Things to do:
A. Update the passage from the review of Storyteller, starting with "That’s why I’m" and going on through "drowns Underwood out.", so that "producers" becomes "collaborators".
B. In the review of Storyteller, who co-wrote "Smoke Break" with Underwood?
C. List every song title from the album that the Storyteller review names.

Passage to read:
* * *

Carrie_Underwood_-_Storyteller_(Official_Album_Cover)Of all the criticisms I can level at mainstream country this year, the most unnerving is the brazen shamelessness of artists who’ve gone out of their way to change everything they’re about in order to chase a bigger high that doesn’t exist. More than adapting to changing trends, artists like Zac Brown Band and The Band Perry have abandoned their earnestness and sold their souls to Scott Borchetta, who interfered with their artistry in order to fill his pockets.

Carrie Underwood, luckily, isn’t on the Big Machine Label Group. That being said, I was still nervous about the direction of Storyteller. To compete in a tomato-smeared world, how much would she have to veer from the sound that made her a household name?

As much as I admire Underwood’s music, I cannot help but feel her output has been geared toward the right now, with songs that don’t stand the test of time. A lot of her music, especially the rockers, just isn’t strong enough to carry the nostalgia we now feel for the 1990s country we all love. She’s an incredible vocalist, and when she’s on point, no one can hold a candle to her.

That’s why I’m always excited when she releases new music. I’m even more pleased she and Arista Nashville added Jay Joyce and Zach Crowell as producers alongside Mark Bright. Underwood and Bright have been a well-oiled machine going on ten years, but it’s time to change it up for the sake of variety.

Our first taste of the switch-up is the Joyce produced “Smoke Break,” a rocker Underwood co-wrote with Chris DeStefano and Hillary Lindsay. It’s easily one of the most country songs on the radio right now, with Underwood’s natural twang carrying the somewhat generic story quite nicely. I only wish Joyce had dialed it back on the chorus, going for a more organic punch than the screaming rock that drowns Underwood out.

Likely second single “Heartbeat,” which features Sam Hunt and was produced by his orchestrator Crowell, finds Underwood in a field with her man ‘dancing to the rhythm of [his] heartbeat.’ The track, which Underwood and Crowell co-wrote with Ashley Gorley, is a pleasant pop ballad that finds Underwood nicely subdued.

She also co-wrote four other tracks on the album. “Renegade Runaway” kicks off Storyteller with bang. The rocker, co-written with her “Smoke Break” comrades, is slinky and fun but suffers from a god-awful chorus that renders the song almost unlistenable. Mike Elizondo, best known for his work with Drake and Eminem, was brought in collaborate with Underwood and Lindsay on club thumper “Chaser.” The results are immature at best and showcase Underwood at her most watered down.

* * *

Dataset rows:
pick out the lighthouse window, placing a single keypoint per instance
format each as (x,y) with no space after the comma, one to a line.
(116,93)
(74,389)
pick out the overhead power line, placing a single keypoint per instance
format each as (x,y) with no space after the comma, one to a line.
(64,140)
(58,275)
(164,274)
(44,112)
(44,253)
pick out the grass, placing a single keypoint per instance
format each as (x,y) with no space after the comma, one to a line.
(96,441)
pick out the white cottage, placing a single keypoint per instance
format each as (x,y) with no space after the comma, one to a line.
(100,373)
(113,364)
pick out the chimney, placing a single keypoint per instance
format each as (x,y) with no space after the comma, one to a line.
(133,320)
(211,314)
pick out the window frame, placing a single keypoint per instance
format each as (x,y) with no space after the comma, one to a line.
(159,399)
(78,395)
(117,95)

* * *

Solutions for each task:
A.
That’s why I’m always excited when she releases new music. I’m even more pleased she and Arista Nashville added Jay Joyce and Zach Crowell as collaborators alongside Mark Bright. Underwood and Bright have been a well-oiled machine going on ten years, but it’s time to change it up for the sake of variety.

Our first taste of the switch-up is the Joyce produced “Smoke Break,” a rocker Underwood co-wrote with Chris DeStefano and Hillary Lindsay. It’s easily one of the most country songs on the radio right now, with Underwood’s natural twang carrying the somewhat generic story quite nicely. I only wish Joyce had dialed it back on the chorus, going for a more organic punch than the screaming rock that drowns Underwood out.

B. Chris DeStefano and Hillary Lindsay.

C. "Smoke Break," "Heartbeat," "Renegade Runaway," "Chaser"